• **PAGE TEXT**:

Civil Rights Cases
We hold prison and jail officials accountable for their behavior.
Everyone deserves to be treated fairly and humanely regardless of the crime or regardless of why they are in prison or jail. Punishment should not be cruel or unusual and inmates should have access to appropriate medical care and treatment when necessary.
If you or a loved one was injured or died while in a prison, a jail, a juvenile detention center, or even police custody, you have a right to learn the circumstances surrounding the personal injury or death. And in some cases of negligence, you may have a right to file a lawsuit.
Being in prison does not give the system the right to deprive you of needs such as medical attention or inmates the right to rape you or for you to be beaten up or otherwise injured
EXAMPLES OF CASES WE HANDLE:
- inmates have suffered serious, life-threatening infections because of unsanitary conditions.
- injuries when inmate transport vehicles are driven carelessly.
- Cruel and unusual punishment injuries or suffering.
- Prisoner denied medical care or necessary medical attention.
- Inmates may be assaulted by guards or other inmates
In these cases, the correctional facility may be liable for catastrophic injury, medical malpractice, or wrongful death.
Formerly called expungement, record restriction is a process that hides arrest records and convictions from your criminal history report. Once your records have been restricted, only law enforcement will have access to them for criminal justice purposes. Generally, Georgia allows you to restrict your records in three different scenarios:
- You were not convicted – you were arrested, but not convicted. Even if you are not convicted, the arrest will show up on your record in a background check unless you have it restricted.
- You were a youthful offender – People who were arrested before they were 21 and have completed their sentence (including probation) can often have their records restrictions. There are certain offenses, however, that can never be restricted no matter how old you were when arrested.
- You were charged with a felony and convicted of an unrelated misdemeanor – If you were arrested for a felony but convicted of a misdemeanor, your record will still show a felony charge in a background check. You can and should have this changed as soon as possible.
Restricting your records is recommended whenever possible. Though it may not impact your day-to-day life, marks on your criminal record will come back to hurt you when applying for jobs, trying to rent property, or starting a new business.

• **INFORMATION GIVEN**:

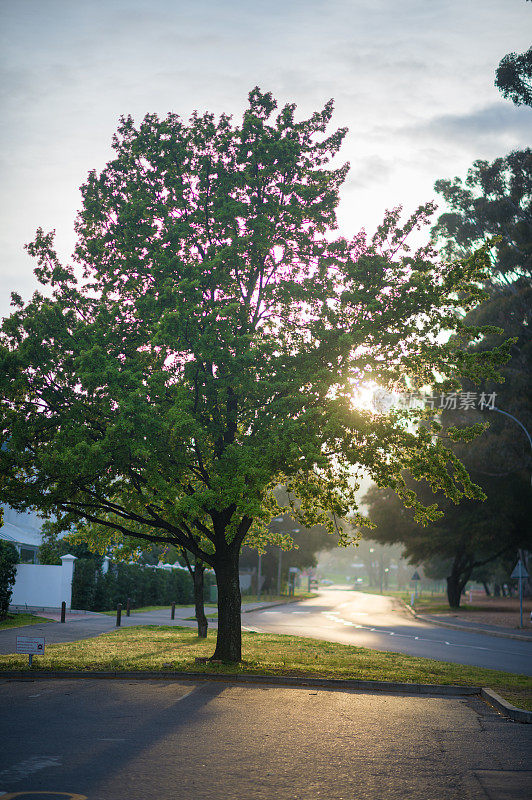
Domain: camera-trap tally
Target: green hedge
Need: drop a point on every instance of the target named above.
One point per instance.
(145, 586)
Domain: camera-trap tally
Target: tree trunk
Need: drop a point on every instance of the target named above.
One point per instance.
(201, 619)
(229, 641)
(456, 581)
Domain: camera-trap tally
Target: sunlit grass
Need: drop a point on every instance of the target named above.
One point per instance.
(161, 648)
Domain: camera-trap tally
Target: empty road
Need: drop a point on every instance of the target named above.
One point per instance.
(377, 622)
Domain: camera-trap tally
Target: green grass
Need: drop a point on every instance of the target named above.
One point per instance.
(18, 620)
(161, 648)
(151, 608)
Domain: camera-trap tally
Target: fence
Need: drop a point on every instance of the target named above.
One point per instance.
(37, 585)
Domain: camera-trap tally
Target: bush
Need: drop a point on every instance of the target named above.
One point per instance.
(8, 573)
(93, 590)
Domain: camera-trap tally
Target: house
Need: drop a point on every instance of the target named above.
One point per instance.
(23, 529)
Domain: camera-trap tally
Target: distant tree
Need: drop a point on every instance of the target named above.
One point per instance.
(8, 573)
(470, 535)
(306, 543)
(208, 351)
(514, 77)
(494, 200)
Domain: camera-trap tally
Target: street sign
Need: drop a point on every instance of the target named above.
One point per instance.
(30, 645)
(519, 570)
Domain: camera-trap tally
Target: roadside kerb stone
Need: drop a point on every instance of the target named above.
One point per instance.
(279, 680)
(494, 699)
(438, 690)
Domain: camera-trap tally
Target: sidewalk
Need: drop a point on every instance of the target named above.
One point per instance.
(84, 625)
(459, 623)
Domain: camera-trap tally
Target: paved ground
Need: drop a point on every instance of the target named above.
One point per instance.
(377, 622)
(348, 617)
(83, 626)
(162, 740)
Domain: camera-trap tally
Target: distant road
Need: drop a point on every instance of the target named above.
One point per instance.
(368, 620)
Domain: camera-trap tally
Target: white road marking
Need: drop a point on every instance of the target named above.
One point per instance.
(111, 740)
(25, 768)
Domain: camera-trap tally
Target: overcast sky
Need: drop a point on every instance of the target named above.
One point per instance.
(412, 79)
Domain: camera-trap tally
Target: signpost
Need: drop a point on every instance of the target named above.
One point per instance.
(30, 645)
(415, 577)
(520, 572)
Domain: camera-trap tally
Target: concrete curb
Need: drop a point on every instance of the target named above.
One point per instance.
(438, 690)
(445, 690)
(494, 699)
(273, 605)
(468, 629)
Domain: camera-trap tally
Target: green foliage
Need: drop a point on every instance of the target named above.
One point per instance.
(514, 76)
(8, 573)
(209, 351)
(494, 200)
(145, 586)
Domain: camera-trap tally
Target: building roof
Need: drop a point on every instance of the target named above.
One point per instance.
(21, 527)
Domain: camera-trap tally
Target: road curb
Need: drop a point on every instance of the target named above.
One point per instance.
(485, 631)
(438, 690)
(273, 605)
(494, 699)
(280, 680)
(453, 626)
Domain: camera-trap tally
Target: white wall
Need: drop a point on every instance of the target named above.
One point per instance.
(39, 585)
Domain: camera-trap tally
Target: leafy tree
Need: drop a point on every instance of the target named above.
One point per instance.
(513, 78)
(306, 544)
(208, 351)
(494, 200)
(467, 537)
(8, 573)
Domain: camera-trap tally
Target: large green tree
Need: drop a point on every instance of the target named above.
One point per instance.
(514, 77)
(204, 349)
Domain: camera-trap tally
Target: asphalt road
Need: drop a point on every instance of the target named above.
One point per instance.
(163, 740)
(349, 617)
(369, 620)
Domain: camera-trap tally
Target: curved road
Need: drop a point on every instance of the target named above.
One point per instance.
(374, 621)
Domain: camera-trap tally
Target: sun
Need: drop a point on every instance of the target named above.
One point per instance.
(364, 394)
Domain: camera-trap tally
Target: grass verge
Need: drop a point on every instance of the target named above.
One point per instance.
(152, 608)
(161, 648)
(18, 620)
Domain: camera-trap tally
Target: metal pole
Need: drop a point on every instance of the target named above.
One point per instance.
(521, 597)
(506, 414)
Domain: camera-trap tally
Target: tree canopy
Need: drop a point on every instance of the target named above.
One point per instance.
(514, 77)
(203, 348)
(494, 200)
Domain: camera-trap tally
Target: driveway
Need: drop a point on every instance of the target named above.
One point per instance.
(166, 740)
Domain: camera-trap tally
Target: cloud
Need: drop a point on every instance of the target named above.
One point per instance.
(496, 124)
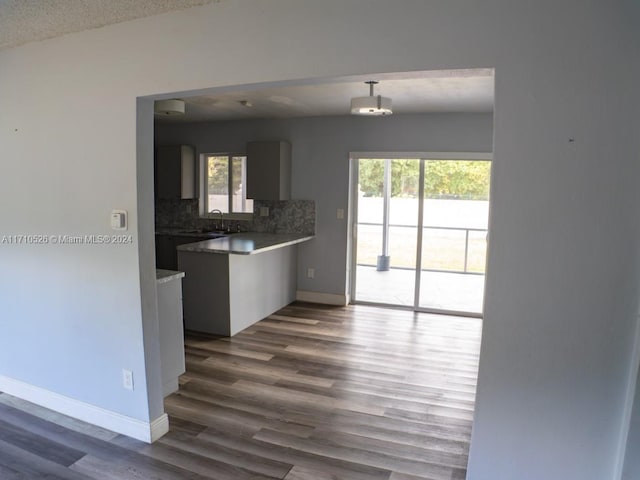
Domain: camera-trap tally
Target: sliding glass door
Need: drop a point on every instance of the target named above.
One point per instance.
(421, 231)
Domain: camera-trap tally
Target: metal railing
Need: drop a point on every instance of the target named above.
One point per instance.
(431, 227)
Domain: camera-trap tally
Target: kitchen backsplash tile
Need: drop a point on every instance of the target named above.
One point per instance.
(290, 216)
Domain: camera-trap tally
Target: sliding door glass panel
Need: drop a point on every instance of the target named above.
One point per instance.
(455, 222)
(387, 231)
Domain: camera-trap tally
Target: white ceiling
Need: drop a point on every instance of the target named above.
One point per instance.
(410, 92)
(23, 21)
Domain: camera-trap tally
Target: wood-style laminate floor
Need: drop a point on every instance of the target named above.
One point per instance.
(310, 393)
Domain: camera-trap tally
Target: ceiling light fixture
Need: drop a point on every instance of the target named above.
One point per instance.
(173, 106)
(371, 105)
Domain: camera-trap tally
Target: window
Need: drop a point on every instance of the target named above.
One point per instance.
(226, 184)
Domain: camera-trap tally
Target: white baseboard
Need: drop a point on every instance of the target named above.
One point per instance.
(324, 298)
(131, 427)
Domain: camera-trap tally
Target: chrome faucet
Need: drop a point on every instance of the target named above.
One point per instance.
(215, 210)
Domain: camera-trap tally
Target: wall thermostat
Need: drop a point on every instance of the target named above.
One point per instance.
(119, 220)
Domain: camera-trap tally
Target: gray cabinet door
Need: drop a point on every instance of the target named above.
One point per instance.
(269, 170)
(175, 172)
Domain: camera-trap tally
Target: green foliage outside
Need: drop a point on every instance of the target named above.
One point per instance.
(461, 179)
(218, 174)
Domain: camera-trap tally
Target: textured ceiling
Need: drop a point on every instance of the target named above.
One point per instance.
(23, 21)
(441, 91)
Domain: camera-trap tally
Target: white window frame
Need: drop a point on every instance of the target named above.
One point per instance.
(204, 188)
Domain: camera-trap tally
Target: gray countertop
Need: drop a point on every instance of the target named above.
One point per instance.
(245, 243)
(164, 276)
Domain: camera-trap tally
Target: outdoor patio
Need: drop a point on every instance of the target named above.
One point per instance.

• **WHAT TO WORK ON**:
1. Translate this sentence from the civil rights page into Spanish: "Once your records have been restricted, only law enforcement will have access to them for criminal justice purposes."
2. Using the civil rights page, decide whether each statement agrees with it. Answer yes or no for each, and quote the words that settle it.
(a) Record restriction used to be called expungement.
(b) Anyone arrested before age 21 can have any offense restricted.
(c) Injuries from carelessly driven inmate transport vehicles are among the cases listed.
3. Answer briefly from the civil rights page, one answer a line:
(a) Which state's record restriction rules does it describe?
(b) For what three things may the correctional facility be liable?
(c) Marks on a criminal record can hurt you when doing which three things?

• **RESULTS FOR THE EXERCISE**:
1. Una vez que sus antecedentes hayan sido restringidos, solo las fuerzas del orden tendrán acceso a ellos con fines de justicia penal.

2.
(a) Yes: "Formerly called expungement, record restriction is a process that hides arrest records and convictions from your criminal history report."
(b) No: "There are certain offenses, however, that can never be restricted no matter how old you were when arrested."
(c) Yes: "injuries when inmate transport vehicles are driven carelessly."

3.
(a) Georgia
(b) Catastrophic injury, medical malpractice, or wrongful death
(c) Applying for jobs, trying to rent property, or starting a new business